**WORK ITEM**
How many lines in these records hold the string "tote"? State only that number.

Segment Open

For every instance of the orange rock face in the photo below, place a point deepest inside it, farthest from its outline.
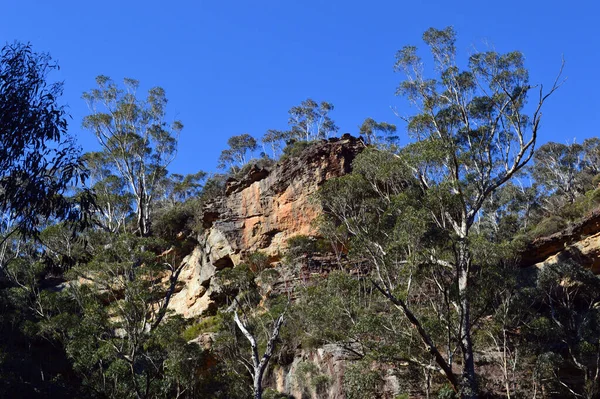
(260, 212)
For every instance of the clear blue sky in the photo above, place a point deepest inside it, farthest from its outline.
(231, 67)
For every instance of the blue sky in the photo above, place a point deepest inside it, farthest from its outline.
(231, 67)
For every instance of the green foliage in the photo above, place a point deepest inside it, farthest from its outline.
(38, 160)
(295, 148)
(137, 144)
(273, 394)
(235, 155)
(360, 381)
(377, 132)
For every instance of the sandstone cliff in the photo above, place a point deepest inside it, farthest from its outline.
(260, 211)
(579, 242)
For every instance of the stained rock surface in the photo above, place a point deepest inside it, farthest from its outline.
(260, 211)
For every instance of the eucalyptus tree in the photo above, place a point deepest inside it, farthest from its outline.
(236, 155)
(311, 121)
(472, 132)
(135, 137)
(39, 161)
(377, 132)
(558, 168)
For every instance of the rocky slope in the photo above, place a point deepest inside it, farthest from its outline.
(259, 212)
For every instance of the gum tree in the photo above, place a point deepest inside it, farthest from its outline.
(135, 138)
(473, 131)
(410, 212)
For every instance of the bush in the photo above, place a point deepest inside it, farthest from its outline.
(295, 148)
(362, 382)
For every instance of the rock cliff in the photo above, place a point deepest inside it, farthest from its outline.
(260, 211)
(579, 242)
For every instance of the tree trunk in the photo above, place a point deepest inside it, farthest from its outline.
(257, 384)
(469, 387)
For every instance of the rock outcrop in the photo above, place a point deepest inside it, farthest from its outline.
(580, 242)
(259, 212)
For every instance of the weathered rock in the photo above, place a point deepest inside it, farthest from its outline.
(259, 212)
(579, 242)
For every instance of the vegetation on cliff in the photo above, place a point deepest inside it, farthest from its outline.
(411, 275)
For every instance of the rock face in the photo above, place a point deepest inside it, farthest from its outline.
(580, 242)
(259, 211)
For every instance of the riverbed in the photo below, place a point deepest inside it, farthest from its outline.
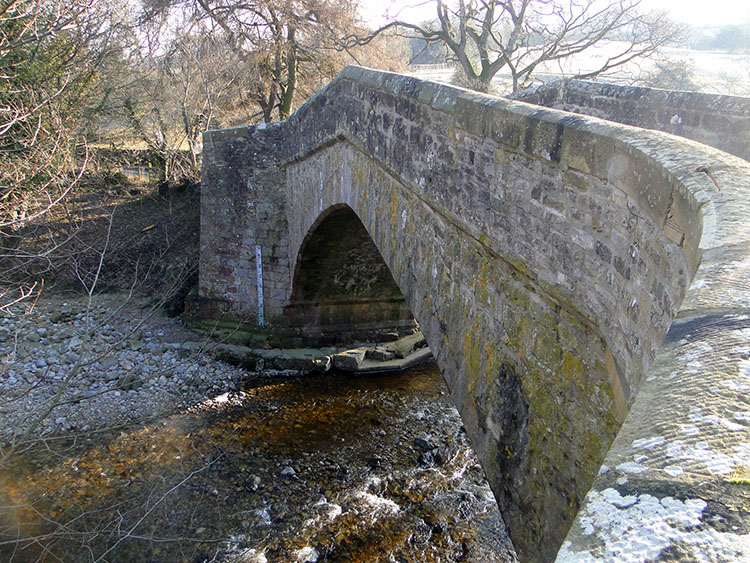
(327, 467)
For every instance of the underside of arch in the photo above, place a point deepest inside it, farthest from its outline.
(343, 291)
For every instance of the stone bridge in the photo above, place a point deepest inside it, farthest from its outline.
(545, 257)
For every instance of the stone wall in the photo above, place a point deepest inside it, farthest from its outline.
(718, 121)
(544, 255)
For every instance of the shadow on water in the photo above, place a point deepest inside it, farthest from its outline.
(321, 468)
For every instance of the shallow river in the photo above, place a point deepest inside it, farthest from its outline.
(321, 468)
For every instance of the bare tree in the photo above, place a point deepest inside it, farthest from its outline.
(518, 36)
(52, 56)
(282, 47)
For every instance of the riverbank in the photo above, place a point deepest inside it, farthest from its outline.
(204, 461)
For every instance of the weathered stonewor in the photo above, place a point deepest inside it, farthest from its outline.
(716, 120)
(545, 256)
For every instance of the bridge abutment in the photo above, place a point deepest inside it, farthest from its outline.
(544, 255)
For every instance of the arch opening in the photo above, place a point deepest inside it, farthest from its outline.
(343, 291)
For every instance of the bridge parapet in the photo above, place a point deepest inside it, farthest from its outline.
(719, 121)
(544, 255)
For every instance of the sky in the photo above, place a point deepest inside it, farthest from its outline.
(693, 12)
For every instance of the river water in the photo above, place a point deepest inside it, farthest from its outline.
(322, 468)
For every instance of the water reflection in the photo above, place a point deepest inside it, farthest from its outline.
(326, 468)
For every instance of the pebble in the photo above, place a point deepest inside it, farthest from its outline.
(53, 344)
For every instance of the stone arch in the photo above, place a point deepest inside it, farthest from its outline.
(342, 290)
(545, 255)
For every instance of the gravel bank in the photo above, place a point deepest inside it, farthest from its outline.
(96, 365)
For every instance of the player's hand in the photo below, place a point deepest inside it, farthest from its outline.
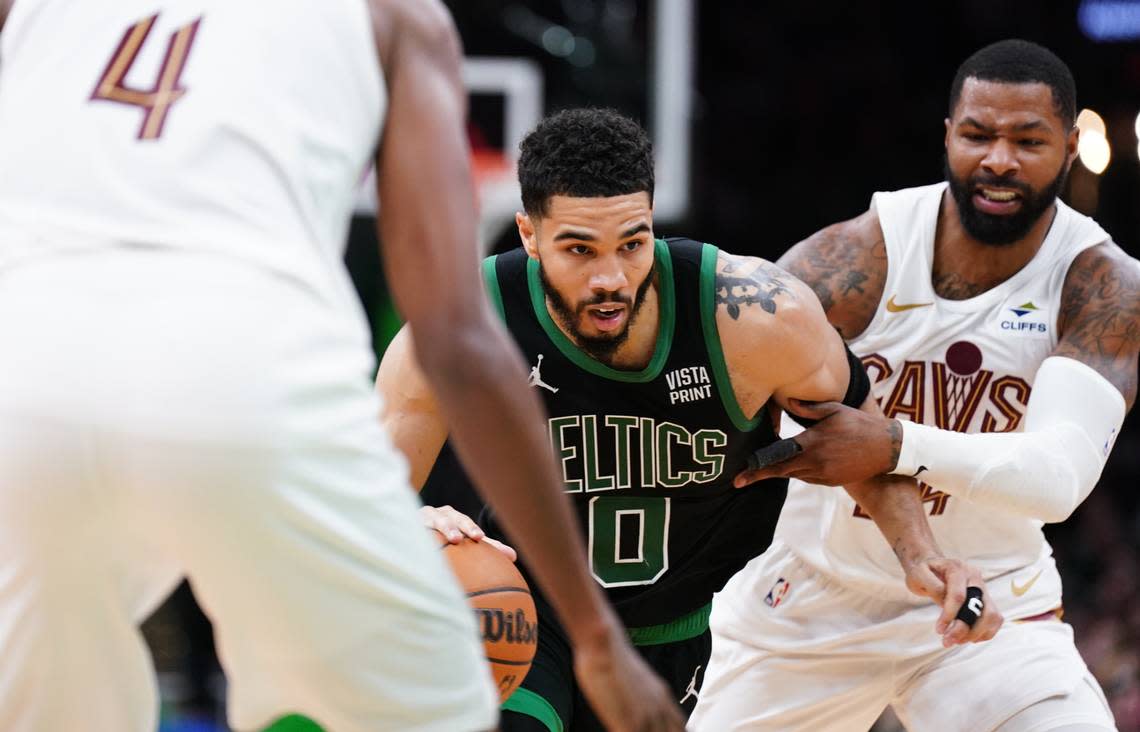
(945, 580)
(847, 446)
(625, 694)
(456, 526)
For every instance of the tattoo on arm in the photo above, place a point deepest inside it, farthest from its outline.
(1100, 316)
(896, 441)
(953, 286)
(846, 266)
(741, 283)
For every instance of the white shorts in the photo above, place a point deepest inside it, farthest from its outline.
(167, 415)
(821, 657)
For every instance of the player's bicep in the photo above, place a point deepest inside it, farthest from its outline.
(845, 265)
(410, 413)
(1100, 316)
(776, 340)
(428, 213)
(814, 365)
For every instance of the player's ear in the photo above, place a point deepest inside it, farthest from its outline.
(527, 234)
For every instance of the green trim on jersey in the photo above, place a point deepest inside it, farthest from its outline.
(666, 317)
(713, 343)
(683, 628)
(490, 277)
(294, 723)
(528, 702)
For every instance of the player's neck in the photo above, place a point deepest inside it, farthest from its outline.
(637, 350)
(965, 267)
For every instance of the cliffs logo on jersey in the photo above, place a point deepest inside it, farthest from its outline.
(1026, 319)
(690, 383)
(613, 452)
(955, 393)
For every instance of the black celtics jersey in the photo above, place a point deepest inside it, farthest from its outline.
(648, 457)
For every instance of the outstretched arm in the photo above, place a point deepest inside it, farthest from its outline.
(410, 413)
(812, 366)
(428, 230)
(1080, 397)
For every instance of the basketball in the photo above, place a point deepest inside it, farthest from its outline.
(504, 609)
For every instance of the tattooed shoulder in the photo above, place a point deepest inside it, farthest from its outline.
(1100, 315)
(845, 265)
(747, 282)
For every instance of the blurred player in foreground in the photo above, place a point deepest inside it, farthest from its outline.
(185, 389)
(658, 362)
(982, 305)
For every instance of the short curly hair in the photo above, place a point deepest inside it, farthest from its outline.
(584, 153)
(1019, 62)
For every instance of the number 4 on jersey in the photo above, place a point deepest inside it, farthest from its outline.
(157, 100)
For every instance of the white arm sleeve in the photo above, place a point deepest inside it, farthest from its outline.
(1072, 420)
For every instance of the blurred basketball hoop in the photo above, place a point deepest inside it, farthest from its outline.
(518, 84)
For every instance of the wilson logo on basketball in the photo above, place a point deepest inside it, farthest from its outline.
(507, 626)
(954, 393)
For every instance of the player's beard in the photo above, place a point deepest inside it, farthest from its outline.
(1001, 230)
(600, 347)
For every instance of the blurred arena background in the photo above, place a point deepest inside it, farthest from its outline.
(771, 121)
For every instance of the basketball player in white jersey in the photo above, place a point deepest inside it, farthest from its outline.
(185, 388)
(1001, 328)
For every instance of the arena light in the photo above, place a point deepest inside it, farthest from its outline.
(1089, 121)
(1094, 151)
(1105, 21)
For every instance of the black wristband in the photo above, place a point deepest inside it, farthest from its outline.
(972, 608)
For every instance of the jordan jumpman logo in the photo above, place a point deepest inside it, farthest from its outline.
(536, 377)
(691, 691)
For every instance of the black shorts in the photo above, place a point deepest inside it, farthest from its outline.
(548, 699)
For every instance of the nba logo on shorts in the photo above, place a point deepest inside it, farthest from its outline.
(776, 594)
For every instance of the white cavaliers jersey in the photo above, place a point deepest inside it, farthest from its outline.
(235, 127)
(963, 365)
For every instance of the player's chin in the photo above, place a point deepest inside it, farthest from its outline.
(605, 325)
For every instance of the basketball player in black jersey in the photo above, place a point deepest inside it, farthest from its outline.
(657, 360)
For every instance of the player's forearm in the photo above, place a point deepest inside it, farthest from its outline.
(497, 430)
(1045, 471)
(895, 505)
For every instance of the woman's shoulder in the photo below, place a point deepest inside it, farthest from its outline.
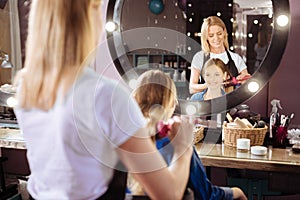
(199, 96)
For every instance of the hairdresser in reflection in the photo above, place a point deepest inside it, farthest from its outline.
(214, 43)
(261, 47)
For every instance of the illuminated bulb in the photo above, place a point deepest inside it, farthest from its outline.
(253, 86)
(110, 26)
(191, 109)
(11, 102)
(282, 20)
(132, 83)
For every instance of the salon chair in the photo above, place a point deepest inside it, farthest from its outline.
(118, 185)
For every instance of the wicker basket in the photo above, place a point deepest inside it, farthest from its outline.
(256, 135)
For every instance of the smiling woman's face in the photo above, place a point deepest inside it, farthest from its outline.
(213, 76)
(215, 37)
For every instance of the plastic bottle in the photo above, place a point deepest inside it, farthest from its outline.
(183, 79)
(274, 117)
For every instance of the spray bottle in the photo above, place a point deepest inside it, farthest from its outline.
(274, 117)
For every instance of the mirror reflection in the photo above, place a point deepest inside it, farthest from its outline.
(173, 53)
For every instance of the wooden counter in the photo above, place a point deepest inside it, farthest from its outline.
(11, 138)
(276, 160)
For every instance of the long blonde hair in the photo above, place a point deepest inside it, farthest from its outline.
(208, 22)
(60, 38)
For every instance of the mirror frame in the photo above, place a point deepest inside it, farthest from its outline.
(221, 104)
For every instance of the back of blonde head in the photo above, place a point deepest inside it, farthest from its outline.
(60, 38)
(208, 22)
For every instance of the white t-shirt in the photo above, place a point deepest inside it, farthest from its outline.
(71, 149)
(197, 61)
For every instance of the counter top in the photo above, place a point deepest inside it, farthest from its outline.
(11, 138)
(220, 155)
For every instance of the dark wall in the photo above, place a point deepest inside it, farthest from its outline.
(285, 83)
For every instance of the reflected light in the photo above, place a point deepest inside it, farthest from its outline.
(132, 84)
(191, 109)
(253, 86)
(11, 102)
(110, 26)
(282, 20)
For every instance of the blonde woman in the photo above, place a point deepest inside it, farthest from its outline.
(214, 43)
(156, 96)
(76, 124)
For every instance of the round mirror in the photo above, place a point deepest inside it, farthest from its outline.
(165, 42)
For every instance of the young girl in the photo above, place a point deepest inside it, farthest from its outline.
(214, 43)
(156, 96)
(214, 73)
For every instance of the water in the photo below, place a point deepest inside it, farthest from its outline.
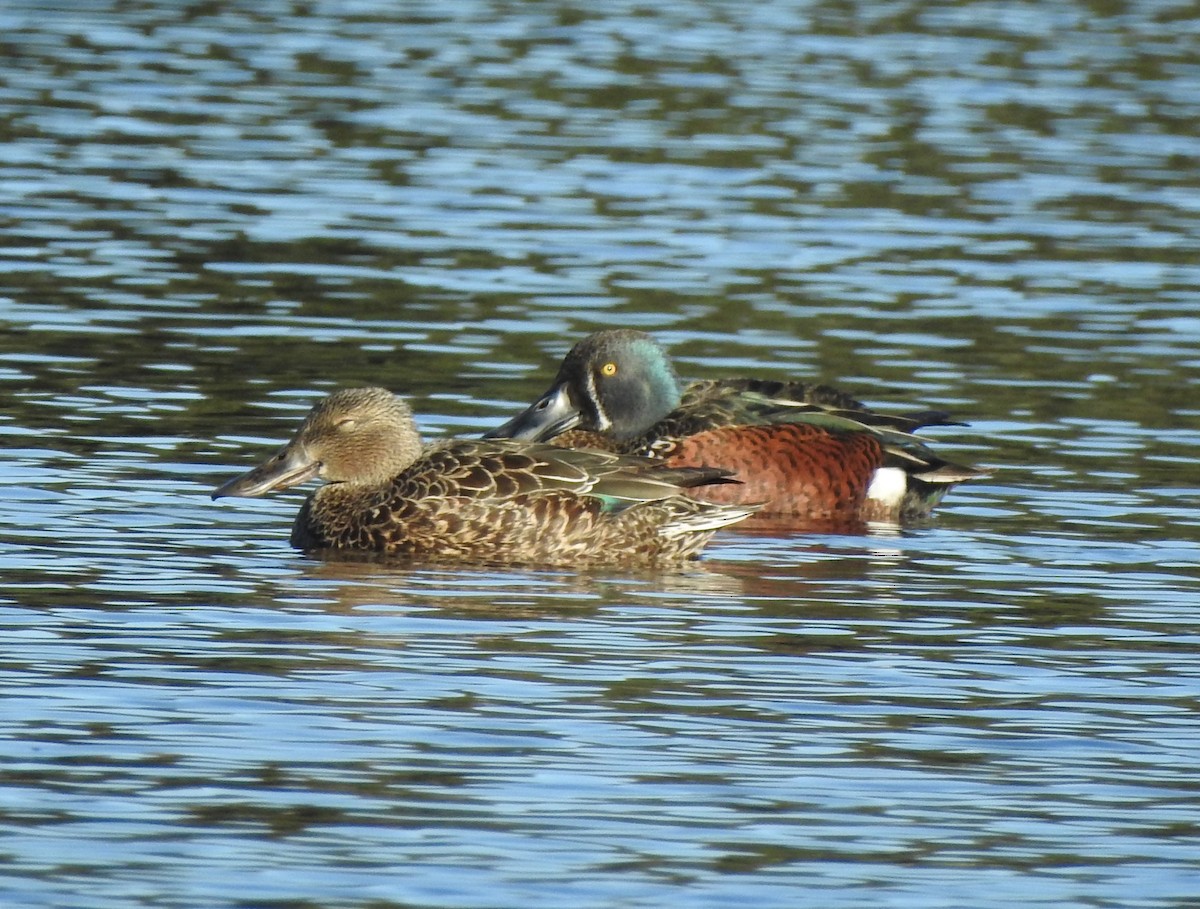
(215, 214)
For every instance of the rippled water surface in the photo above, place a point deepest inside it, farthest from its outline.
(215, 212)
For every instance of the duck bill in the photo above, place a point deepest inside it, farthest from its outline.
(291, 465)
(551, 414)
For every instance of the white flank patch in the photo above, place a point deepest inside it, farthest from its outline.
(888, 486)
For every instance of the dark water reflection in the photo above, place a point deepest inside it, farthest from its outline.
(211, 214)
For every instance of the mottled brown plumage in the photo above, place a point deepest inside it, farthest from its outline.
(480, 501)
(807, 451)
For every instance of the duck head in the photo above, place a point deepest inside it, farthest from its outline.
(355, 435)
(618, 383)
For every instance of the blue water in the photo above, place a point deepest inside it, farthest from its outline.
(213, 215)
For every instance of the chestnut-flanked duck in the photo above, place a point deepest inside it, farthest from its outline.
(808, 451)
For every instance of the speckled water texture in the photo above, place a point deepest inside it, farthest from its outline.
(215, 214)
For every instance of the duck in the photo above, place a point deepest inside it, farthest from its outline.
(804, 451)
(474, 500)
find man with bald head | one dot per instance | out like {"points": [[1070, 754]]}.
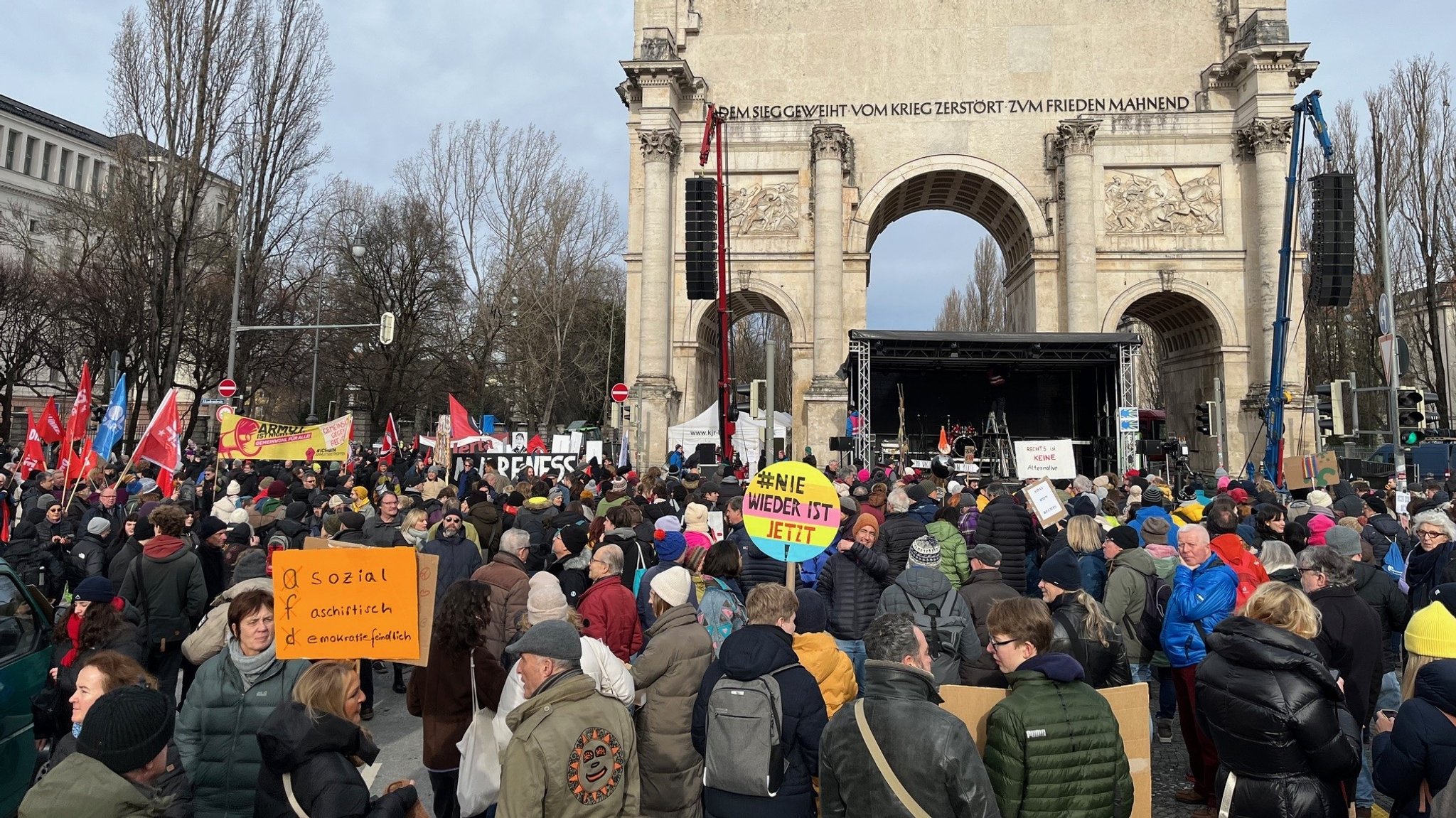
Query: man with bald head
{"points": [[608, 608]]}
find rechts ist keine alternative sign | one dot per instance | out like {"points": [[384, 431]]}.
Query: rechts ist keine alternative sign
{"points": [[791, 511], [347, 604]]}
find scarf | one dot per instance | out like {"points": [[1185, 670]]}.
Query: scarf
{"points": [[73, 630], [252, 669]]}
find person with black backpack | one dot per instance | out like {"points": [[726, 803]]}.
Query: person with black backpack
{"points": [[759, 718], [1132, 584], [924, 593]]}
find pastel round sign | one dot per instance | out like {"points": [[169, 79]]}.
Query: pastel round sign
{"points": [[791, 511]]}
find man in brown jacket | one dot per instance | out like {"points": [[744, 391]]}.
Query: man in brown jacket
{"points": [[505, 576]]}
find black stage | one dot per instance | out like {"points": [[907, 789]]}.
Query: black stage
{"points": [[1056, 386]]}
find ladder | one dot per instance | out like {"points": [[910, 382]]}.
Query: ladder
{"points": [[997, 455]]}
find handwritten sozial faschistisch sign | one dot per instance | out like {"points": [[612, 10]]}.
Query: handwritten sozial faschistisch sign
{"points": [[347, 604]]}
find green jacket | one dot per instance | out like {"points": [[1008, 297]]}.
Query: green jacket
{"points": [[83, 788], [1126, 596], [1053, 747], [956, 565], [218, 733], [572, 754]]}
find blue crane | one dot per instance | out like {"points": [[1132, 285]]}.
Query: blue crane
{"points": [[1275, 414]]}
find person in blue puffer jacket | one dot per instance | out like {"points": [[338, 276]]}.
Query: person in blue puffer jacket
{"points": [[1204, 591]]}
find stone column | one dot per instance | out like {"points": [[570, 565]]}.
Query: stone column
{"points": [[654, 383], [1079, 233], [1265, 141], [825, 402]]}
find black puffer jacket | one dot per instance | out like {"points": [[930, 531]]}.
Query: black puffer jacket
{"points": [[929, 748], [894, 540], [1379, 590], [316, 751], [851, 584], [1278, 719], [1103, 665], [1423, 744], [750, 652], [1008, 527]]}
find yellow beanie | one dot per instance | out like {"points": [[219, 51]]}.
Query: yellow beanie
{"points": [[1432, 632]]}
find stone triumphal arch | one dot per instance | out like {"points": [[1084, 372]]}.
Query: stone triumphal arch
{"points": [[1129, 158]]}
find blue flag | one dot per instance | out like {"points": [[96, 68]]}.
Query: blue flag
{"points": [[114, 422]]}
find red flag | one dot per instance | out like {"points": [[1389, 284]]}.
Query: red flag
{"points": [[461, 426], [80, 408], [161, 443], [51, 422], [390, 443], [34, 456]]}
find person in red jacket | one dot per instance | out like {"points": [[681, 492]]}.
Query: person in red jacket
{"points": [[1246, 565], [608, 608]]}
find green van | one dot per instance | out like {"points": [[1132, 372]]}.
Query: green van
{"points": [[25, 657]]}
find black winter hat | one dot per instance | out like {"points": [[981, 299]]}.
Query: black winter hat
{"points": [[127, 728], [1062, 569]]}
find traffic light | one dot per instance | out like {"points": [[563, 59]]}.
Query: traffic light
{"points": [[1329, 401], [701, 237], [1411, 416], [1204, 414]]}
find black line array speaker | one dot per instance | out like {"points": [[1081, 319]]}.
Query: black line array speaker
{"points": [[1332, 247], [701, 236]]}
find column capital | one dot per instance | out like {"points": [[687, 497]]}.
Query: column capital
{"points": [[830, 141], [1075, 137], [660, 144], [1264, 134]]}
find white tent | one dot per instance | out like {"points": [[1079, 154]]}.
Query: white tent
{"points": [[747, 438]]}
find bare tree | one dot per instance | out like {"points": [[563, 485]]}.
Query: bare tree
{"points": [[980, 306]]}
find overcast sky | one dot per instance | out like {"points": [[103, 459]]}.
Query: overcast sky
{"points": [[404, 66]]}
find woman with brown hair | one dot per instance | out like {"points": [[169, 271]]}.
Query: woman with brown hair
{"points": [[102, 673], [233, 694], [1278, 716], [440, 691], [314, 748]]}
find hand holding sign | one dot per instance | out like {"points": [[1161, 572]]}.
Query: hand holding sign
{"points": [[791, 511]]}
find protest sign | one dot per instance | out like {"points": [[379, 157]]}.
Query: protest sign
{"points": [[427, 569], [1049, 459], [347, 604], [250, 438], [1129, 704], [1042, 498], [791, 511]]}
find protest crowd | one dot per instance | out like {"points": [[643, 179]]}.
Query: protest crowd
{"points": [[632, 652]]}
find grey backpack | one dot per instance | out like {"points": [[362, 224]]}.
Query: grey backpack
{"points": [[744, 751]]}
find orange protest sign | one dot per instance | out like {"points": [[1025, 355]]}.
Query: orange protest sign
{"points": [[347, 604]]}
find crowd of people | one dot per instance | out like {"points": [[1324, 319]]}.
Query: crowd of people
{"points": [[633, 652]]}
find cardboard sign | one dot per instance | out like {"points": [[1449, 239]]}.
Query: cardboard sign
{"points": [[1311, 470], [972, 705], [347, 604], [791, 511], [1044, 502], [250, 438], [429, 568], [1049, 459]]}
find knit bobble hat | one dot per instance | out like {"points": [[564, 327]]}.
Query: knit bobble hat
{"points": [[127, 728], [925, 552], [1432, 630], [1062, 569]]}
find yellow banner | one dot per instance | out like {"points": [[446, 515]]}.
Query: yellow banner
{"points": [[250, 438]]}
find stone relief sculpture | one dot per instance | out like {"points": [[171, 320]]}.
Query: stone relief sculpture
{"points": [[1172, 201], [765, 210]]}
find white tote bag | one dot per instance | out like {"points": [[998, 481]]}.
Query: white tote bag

Segment Closed

**WORKED SOLUTION**
2